• **Task statement**
All that is wanted is a word-for-word copy of the line with "Where can the stone palace" and every line after it in the data below.

(Stored data entries)
□ □ □ □ □ □ □

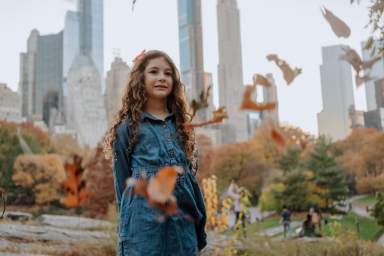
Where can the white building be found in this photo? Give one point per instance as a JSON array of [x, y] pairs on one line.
[[116, 82], [337, 94], [230, 71], [85, 103], [10, 104], [376, 72], [270, 95]]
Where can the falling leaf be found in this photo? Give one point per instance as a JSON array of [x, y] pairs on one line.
[[359, 80], [249, 104], [158, 191], [353, 58], [202, 102], [277, 137], [162, 185], [339, 27], [289, 74], [133, 4], [218, 117], [139, 56], [261, 80], [369, 64]]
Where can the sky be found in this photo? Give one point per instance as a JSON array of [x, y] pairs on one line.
[[293, 29]]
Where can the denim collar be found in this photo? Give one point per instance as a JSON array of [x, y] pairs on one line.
[[154, 118]]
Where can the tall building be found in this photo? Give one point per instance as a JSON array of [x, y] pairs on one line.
[[116, 82], [337, 94], [27, 83], [91, 20], [375, 118], [191, 48], [230, 71], [377, 72], [10, 104], [71, 43], [270, 95], [41, 75], [85, 102]]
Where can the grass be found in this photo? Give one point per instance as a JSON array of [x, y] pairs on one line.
[[366, 228], [367, 200]]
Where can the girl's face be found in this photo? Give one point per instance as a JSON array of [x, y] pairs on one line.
[[158, 81]]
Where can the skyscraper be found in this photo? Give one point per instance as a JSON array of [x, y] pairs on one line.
[[230, 71], [71, 43], [191, 48], [41, 75], [91, 30], [270, 95], [337, 94], [377, 72]]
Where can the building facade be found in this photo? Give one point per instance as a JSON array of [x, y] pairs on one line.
[[191, 49], [116, 82], [10, 104], [337, 94], [230, 71]]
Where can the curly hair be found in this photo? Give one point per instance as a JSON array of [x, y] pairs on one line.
[[135, 98]]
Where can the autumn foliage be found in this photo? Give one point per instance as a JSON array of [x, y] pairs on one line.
[[42, 174]]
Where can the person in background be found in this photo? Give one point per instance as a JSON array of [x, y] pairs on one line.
[[286, 220]]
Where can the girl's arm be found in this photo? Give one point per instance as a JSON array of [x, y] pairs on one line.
[[121, 163]]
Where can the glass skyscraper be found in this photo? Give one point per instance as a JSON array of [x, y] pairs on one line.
[[191, 47], [91, 30]]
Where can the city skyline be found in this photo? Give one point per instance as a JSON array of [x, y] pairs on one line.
[[298, 50]]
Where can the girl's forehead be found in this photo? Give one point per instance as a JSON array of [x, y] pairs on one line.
[[159, 62]]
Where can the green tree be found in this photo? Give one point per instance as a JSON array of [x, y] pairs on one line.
[[329, 176], [378, 209], [290, 160]]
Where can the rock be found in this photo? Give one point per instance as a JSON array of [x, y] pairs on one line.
[[73, 222], [47, 233], [18, 216]]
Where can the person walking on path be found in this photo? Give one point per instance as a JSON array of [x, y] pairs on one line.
[[286, 220]]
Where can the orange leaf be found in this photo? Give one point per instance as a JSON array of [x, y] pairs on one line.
[[139, 56], [161, 186], [249, 104], [218, 117], [277, 137]]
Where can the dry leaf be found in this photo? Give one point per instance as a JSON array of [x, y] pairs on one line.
[[261, 80], [249, 104], [359, 80], [289, 74], [277, 137], [202, 102], [339, 27], [139, 56], [161, 186]]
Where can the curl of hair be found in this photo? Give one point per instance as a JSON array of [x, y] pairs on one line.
[[133, 102]]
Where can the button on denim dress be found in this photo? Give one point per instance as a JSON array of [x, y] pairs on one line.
[[142, 231]]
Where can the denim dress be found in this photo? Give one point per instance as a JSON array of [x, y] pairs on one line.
[[143, 230]]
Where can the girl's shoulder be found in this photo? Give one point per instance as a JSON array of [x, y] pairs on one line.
[[122, 129]]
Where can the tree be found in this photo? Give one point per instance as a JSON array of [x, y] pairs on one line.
[[378, 209], [40, 174], [329, 177]]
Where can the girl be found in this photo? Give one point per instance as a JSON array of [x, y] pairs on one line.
[[147, 134]]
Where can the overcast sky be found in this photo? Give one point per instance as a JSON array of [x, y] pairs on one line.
[[293, 29]]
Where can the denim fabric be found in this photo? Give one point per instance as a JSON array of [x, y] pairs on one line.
[[142, 230]]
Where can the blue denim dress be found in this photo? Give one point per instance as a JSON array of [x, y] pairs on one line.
[[142, 231]]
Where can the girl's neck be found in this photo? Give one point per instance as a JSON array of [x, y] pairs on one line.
[[157, 107]]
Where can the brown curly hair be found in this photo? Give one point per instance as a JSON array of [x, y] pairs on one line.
[[134, 100]]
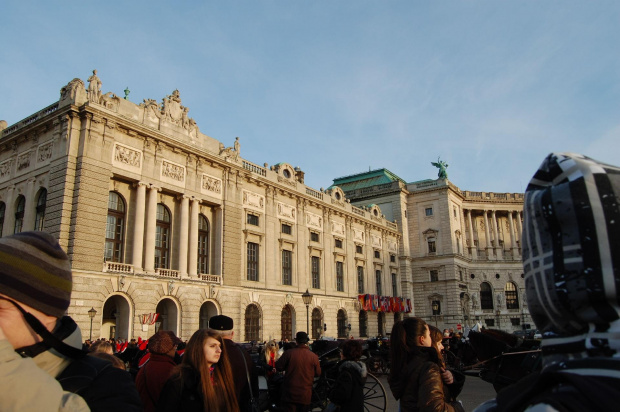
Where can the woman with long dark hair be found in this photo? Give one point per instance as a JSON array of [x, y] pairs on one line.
[[203, 382], [415, 375]]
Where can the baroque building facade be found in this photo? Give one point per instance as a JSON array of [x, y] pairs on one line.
[[461, 250], [166, 227]]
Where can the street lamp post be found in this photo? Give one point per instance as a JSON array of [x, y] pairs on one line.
[[91, 314], [435, 310], [307, 297]]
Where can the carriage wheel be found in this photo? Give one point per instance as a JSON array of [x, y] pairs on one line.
[[374, 395]]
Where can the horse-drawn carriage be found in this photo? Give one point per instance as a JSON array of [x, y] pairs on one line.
[[329, 356]]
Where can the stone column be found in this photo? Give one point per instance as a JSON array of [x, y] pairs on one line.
[[192, 269], [520, 229], [498, 248], [151, 222], [513, 243], [219, 241], [183, 235], [472, 247], [487, 233], [9, 212], [30, 206], [138, 226]]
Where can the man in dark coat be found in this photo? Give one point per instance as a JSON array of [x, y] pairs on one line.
[[154, 374], [300, 365], [235, 353]]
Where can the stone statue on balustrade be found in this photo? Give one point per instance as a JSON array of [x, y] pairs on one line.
[[94, 88], [442, 166]]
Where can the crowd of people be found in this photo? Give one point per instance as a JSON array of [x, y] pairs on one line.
[[571, 253]]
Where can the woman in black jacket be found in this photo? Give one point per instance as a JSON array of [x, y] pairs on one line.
[[415, 374], [203, 382], [348, 390]]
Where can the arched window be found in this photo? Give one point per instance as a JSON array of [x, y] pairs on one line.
[[19, 214], [317, 326], [363, 323], [40, 211], [115, 228], [286, 323], [162, 238], [203, 244], [2, 211], [486, 296], [512, 298], [252, 322], [342, 324]]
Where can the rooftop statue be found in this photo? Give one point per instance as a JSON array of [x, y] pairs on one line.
[[442, 166]]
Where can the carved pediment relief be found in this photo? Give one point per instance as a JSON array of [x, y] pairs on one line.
[[313, 220], [338, 228], [376, 241], [286, 211], [172, 173], [211, 185], [127, 158], [253, 200]]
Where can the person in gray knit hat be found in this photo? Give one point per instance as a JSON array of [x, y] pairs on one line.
[[42, 367], [571, 261]]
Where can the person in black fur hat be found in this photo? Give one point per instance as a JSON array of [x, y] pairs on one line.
[[571, 260]]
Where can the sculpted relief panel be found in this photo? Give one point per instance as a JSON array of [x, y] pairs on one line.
[[358, 235], [376, 241], [286, 211], [44, 152], [253, 200], [337, 228], [127, 158], [172, 173], [211, 185], [313, 220]]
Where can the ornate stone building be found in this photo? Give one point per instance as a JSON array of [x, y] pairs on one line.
[[166, 227], [461, 251]]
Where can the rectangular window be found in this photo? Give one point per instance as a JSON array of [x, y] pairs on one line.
[[252, 261], [394, 284], [252, 220], [431, 246], [316, 273], [339, 277], [360, 280], [436, 307], [434, 276], [287, 278]]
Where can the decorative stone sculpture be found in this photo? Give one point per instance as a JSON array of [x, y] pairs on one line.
[[94, 88], [442, 166]]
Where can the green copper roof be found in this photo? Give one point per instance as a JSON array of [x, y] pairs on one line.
[[366, 179]]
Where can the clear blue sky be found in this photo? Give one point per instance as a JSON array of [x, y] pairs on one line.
[[338, 87]]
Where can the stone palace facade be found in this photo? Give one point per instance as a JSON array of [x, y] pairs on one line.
[[166, 227], [461, 249]]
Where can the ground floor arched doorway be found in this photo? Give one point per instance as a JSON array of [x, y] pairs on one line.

□ □ □ □ □ □ □

• **Response to the exercise**
Where can the stone palace facade be found in this photo? Give one point per instance as a JSON array of [x, y] pairs on one line.
[[166, 227], [461, 249]]
Where can the ground floor arched doorway be found in this photo? Give one point per instance as a JSON array of [x, y] pairs on one line.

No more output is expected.